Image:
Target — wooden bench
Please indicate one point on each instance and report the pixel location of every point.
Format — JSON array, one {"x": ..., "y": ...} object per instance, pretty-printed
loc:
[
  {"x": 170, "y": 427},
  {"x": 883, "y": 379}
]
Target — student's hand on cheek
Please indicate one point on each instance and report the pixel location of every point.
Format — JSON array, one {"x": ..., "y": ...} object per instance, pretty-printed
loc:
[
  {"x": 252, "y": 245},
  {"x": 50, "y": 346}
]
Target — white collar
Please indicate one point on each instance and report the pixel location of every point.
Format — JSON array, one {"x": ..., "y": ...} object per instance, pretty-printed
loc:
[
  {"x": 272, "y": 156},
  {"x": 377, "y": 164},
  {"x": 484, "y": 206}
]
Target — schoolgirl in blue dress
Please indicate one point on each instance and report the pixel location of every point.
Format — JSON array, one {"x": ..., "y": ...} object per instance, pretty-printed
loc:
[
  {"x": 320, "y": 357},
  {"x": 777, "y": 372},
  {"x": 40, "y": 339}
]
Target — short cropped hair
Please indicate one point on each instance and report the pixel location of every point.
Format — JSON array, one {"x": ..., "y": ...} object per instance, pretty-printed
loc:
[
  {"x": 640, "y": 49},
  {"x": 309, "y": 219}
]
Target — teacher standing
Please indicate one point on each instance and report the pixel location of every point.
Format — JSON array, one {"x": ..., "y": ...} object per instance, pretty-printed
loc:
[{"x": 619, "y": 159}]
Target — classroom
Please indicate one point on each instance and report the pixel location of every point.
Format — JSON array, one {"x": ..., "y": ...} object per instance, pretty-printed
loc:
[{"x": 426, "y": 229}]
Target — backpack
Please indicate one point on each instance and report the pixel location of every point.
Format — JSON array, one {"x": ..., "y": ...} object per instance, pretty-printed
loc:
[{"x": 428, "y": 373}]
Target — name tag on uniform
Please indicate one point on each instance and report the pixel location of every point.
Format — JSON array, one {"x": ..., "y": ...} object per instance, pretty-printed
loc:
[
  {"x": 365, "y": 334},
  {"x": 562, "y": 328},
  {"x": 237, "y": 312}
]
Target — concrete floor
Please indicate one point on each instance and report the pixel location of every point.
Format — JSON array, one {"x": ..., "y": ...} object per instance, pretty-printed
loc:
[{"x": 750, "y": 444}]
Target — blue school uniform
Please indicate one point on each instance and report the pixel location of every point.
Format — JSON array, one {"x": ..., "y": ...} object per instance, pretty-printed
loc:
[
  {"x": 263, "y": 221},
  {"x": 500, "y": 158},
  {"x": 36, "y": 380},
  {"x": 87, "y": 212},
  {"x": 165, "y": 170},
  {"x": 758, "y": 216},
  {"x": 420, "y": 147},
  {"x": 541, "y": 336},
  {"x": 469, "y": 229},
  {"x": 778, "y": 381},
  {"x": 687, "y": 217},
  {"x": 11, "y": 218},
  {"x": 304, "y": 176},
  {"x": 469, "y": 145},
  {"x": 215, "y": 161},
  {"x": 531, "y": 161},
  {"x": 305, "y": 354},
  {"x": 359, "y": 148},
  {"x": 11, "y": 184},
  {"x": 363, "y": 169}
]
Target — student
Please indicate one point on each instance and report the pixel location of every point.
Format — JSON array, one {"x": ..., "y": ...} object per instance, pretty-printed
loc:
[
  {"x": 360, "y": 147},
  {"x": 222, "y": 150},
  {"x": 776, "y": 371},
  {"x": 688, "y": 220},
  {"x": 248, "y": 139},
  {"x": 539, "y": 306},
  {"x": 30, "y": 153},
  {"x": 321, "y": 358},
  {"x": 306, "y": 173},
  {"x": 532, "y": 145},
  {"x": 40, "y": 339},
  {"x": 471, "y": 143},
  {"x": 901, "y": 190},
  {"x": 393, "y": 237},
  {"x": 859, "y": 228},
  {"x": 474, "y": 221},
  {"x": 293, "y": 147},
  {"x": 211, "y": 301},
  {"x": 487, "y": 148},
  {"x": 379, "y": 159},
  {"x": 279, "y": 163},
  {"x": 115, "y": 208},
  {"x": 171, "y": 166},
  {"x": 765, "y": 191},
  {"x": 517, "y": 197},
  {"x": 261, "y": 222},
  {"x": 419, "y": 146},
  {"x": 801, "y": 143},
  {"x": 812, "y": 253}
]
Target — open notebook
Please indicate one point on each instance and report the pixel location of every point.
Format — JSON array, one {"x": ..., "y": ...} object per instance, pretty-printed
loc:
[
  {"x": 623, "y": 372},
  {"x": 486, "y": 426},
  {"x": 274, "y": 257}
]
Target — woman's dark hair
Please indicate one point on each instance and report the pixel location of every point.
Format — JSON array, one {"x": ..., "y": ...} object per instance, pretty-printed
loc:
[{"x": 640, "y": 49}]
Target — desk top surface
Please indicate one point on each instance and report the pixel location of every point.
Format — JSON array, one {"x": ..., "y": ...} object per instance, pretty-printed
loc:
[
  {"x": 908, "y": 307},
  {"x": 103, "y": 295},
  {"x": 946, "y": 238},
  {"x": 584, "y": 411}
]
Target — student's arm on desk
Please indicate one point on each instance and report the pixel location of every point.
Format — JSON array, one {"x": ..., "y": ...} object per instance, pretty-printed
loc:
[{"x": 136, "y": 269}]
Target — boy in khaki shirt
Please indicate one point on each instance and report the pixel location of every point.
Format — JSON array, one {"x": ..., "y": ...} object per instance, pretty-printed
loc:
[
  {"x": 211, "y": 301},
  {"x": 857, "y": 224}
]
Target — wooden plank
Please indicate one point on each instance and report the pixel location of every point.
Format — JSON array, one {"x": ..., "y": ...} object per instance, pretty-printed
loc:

+++

**Given request**
Quote, word for word, every line starting at the one that contains "Target — open notebook" and ending with the final line of the entries.

**Solution to this problem**
Target — open notebook
Please indicate one point on each instance and report the pixel location of every point.
Format — JSON array, one {"x": ..., "y": ...} object per instance, pretty-printed
loc:
[
  {"x": 623, "y": 372},
  {"x": 486, "y": 426},
  {"x": 274, "y": 257}
]
Target — woman's dark hair
Please indicate one point on each instance and report the pixel location of every point.
Format — JSON array, one {"x": ..., "y": ...} object per instance, pretty-printed
loc:
[{"x": 640, "y": 49}]
Target — desk top surface
Please indicate one point on each instance and report the pixel location of every point.
Format — JSON array, one {"x": ..., "y": ...} object per instance, pretty-printed
loc:
[
  {"x": 908, "y": 307},
  {"x": 103, "y": 295},
  {"x": 946, "y": 238},
  {"x": 584, "y": 411}
]
Target — student's arm on desk
Please indicate one point on each instance and report the pixel location of every point.
Format — JSON array, one {"x": ..., "y": ...} object per instance, pretty-printed
loc:
[{"x": 136, "y": 269}]
Target — boy in khaki shirt
Please indicate one point on each instance and report the pixel location of every point.
Format — JSON array, one {"x": ..., "y": ...} object per instance, pretty-printed
loc:
[
  {"x": 211, "y": 301},
  {"x": 857, "y": 224}
]
Target — wooden plank
Please indicate one point on each instance and report the pixel location of every point.
Format — JSON array, one {"x": ..., "y": ...} object per instance, pretty-printed
loc:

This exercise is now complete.